### 引用段落:
Try to find out the wrong in the test
题目背景:
分析:线段树优化DP + 复杂度分析
终于不用打公式了,心累······
首先我们只考虑d的限制,在满足d限制的情况下,对于一个i,可行的上一个区间的端点,一定是一段连续的区间,并且,区间右端点是i,那么我们只需要预处理出left[i]表示最小的可以用于更新i的位置,显然left[i]是单增的,我们直接用一个单调队列就可以维护了。
对于c限制并不是很好处理,于是我们考虑分治,对于一段区间[l, r],我们找出其中c值最大的位置p,递归处理[l, p - 1], [p, r],单独处理最后一个区间包含p的情况。
首先比较显然的是,如果我们要求最后一个转移区间包含p,那么可以从[l, p - 1]转移的i,一定是属于[max(p, l + c[p]), r]的,然后我们来分类讨论一下。
1、left[i] < l且i <= p - 1 + c
显然满足条件的i是[l, i - c], 并且i和i + 1的可行区间只相差一个i - c + 1这个位置的贡献,那么我们可以对于第一个位置在线段树中查询,然后后面的所有直接O(1)加上贡献即可
2、left[i] < l且i > p - 1 + c
显然,满足这个条件的i的可行转移范围全部都是[l, p - 1],那么我们只需要二分出满足这个条件的区间,然后查询[l, p - 1]的答案,之后直接给可行区间打标记即可。

### 提取信息:
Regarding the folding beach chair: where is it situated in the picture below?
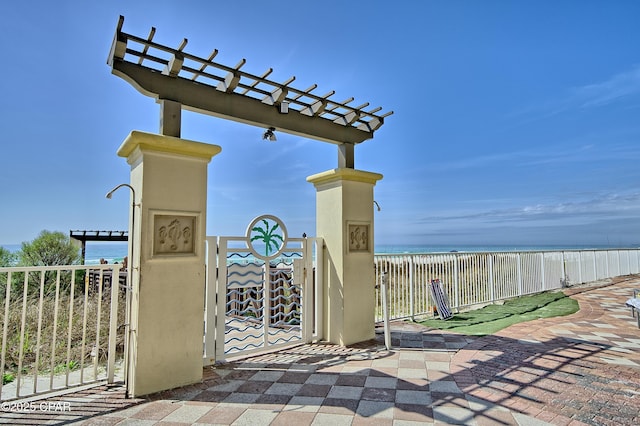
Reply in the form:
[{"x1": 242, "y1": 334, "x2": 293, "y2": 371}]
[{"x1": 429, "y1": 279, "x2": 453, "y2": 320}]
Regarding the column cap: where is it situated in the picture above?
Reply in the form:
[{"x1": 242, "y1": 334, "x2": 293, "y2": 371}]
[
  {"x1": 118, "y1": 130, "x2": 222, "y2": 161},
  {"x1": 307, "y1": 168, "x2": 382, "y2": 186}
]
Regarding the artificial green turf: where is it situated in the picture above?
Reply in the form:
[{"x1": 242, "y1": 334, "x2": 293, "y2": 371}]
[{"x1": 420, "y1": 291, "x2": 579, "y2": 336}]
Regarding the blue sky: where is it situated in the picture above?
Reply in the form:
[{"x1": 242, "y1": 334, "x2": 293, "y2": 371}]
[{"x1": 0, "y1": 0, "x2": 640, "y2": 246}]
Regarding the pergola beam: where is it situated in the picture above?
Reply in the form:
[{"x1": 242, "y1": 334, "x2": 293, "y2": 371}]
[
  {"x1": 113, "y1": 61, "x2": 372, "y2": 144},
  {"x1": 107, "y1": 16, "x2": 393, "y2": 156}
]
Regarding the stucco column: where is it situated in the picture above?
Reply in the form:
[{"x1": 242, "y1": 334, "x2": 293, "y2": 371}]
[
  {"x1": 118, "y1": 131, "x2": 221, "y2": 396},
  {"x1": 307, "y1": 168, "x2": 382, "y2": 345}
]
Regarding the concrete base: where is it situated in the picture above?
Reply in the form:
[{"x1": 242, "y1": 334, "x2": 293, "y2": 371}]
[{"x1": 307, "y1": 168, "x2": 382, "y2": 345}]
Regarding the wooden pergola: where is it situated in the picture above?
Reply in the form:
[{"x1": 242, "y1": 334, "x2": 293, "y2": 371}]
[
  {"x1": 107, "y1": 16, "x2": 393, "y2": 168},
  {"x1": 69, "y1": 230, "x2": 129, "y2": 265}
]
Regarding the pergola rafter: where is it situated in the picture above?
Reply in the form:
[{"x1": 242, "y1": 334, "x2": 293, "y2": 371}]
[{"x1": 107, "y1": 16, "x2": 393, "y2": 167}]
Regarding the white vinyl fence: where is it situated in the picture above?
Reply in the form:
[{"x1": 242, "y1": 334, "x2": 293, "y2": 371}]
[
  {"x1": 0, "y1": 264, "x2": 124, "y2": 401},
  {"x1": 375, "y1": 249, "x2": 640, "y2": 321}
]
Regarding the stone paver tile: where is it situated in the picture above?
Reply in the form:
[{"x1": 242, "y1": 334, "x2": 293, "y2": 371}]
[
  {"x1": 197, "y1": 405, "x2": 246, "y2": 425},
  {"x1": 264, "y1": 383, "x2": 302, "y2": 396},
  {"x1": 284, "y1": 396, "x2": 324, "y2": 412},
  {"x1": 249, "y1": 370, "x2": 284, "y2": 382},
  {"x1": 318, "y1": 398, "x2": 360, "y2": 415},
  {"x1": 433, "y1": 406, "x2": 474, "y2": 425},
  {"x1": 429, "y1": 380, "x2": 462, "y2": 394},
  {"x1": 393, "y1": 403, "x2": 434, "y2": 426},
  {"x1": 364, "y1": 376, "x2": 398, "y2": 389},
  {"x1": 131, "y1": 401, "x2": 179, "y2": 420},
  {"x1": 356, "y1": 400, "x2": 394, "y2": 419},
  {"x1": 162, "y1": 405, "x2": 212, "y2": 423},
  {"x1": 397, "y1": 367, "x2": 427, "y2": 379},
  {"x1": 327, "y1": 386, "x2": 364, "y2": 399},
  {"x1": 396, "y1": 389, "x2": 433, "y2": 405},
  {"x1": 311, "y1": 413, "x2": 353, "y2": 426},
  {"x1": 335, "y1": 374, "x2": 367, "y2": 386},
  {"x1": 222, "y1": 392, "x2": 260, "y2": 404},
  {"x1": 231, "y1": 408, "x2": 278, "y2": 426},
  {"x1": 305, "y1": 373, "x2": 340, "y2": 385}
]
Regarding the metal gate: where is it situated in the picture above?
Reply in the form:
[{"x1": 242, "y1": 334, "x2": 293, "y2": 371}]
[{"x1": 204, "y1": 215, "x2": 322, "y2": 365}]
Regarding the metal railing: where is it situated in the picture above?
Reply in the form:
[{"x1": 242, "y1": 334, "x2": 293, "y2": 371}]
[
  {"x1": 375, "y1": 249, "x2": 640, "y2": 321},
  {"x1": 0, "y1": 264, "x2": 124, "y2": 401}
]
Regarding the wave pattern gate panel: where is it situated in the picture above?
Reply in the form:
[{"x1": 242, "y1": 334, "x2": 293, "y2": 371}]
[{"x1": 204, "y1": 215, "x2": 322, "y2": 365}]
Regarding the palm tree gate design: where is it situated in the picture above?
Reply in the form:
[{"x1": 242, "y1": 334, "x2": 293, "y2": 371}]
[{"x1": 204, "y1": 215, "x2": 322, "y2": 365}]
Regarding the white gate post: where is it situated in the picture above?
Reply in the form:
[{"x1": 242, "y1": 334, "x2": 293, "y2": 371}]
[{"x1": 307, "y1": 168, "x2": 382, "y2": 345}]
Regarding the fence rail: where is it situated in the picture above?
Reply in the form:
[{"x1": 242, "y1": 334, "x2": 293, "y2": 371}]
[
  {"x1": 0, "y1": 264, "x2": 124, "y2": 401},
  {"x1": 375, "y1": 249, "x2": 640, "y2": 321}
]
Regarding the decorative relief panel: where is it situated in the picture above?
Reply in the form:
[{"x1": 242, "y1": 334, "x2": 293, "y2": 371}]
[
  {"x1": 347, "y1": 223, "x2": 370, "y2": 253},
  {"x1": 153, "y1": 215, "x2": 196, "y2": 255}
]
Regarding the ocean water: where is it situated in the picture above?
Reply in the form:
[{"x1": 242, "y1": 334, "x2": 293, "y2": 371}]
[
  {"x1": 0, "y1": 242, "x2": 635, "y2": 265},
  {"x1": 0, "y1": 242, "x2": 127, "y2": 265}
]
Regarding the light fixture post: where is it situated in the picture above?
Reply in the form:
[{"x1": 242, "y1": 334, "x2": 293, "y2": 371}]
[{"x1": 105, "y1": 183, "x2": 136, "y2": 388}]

### 练习题目 A:
根据引用段落,维护 left[i] 时直接使用的是哪种数据结构?
### 练习题目 B:
数一数上面的条目中有多少行含有字符串“gate”,区分大小写,只写出行数。

### 参考答案 A:
单调队列。

### 参考答案 B:
4